---------- Given entries ----------

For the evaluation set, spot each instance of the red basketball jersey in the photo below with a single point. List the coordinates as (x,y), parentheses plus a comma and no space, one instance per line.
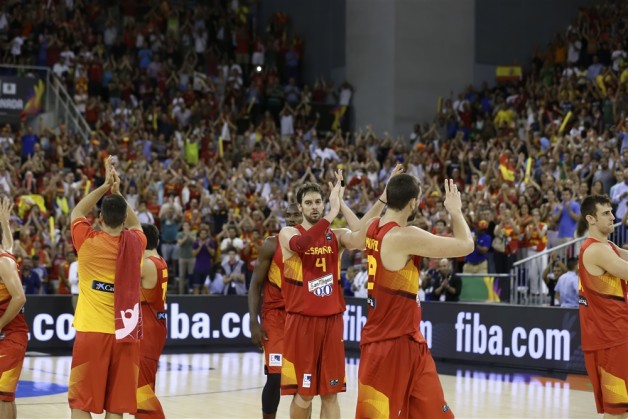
(272,299)
(154,311)
(603,306)
(18,324)
(311,283)
(393,310)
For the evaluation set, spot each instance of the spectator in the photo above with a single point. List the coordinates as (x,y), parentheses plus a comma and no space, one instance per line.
(566,289)
(477,261)
(359,285)
(185,242)
(203,250)
(234,278)
(348,277)
(232,241)
(442,284)
(554,269)
(30,278)
(566,214)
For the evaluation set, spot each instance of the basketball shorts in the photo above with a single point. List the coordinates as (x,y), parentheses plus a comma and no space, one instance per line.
(608,372)
(148,405)
(314,356)
(104,374)
(12,351)
(397,378)
(273,322)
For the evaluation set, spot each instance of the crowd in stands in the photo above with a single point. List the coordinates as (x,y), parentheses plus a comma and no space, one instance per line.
(214,128)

----------

== Set task ==
Rewrite the lines above, switching every "evaluation set" to "test set" and keeping everything else the same. Omit the pictures.

== Complete response ==
For the test set, spot each instance of the red basketball jersey in the photo below with a single point. List the coordinates as (x,y), parentheses plus a comma and no space, one instance per line.
(272,299)
(154,311)
(603,306)
(18,324)
(311,283)
(393,310)
For the test set, spot each instance of the spectator in the photo above with a single point. List the coordinates as (x,y), parentheses plus a comma and no space, one instance per line.
(566,289)
(477,261)
(359,285)
(185,242)
(203,250)
(234,278)
(348,277)
(232,241)
(442,284)
(554,269)
(30,278)
(566,214)
For the test set, spot each instance of the basketball shorts in the photo above with a single point. List the coordinates as (x,y), parentheses plus a comma and no space, one instance per line.
(608,372)
(148,405)
(314,356)
(104,374)
(12,351)
(397,378)
(273,322)
For the test set, spot each instance of the crowd in stands in the photo above with a single point. List the coordinates as (x,y), parentheses plus a comma and no space, one instance per line.
(214,128)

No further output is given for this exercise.